== Task directions ==
Repeat exactly the lines that run from the one containing "For the benchmark card, identify each instance of the cheek" to the end of the data, and leave out all others.

== Exercise material ==
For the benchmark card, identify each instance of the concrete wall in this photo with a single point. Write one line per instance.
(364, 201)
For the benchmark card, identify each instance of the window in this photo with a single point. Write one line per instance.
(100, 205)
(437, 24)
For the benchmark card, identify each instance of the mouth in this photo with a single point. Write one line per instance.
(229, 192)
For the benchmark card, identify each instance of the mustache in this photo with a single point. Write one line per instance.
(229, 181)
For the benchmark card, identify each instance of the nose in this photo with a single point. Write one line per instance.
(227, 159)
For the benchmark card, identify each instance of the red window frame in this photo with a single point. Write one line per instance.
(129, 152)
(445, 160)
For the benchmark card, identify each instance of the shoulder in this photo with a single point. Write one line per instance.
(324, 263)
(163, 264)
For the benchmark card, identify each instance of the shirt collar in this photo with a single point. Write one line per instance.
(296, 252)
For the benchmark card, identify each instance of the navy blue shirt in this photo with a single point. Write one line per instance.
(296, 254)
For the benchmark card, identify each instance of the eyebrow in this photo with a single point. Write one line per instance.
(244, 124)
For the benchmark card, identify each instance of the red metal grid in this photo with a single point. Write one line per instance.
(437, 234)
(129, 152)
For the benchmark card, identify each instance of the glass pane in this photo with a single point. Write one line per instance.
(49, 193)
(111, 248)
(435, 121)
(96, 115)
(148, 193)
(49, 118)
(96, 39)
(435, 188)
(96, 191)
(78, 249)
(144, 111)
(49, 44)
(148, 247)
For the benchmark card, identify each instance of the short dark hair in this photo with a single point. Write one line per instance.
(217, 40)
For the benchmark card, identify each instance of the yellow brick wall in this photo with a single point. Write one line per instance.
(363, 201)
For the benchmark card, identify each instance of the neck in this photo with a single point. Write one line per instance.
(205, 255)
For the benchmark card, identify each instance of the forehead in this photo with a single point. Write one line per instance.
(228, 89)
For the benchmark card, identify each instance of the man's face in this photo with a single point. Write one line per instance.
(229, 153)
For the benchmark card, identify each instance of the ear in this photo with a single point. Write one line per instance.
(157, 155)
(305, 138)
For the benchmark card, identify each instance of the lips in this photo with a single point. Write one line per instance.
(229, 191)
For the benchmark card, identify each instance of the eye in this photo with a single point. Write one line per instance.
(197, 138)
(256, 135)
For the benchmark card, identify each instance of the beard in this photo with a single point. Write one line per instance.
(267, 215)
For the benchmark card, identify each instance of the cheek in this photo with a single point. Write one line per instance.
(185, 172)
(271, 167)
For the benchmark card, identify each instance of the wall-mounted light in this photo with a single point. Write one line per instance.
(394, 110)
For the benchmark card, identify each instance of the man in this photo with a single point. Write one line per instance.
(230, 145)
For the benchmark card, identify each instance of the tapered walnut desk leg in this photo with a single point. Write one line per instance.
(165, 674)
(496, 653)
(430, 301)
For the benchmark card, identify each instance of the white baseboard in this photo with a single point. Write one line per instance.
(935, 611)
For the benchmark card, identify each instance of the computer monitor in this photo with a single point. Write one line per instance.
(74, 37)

== The response ==
For the benchmark card, identify each instance of the cheek in this photo with a single point. Write one line per instance.
(185, 172)
(271, 167)
For the benchmark card, identify each instance of the wall-mounted light in this photo with a single point. Write one line per instance.
(394, 110)
For the benchmark card, identify each instance of the man in this photo with a single point. Write one line per instance.
(230, 145)
For the benchmark card, identify each instance of the tapered walnut desk leg in this photo with a single point. Write one line per instance.
(165, 674)
(496, 653)
(430, 301)
For the benchmark card, identify each instance of the white baseboard in this photo with a single point. Write one line per instance.
(935, 611)
For the benchmark card, identify each instance of the computer monitor in this photo with a single point. Write one line per instance.
(74, 37)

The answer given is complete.